ABOUT THIS TASK
Look through the data below. Collect every line where the word "point" occurs.

SUPPLIED RECORDS
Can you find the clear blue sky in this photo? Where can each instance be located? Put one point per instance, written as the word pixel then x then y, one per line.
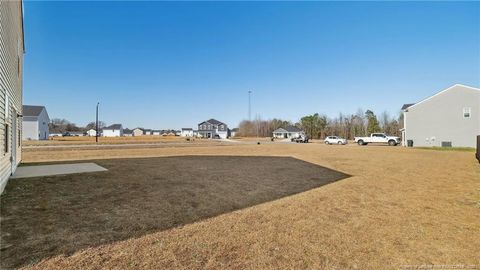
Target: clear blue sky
pixel 173 64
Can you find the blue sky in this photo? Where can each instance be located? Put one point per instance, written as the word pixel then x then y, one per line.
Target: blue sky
pixel 173 64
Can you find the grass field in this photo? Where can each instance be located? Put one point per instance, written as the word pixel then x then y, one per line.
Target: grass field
pixel 400 207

SOLVED EXERCISE
Can you find the clear blue sky in this photo? Where can each instance be located? Put one point per instance, written as the word pixel then x then y, one per line.
Can you find the blue sky in this photo? Where can each instance be located? Put one point per instance, written as the word pixel then x then y, one per line.
Can you find the grass field in this photo? Where can each instance be located? Put one point per instance, written as the word pixel then x then y, one per line.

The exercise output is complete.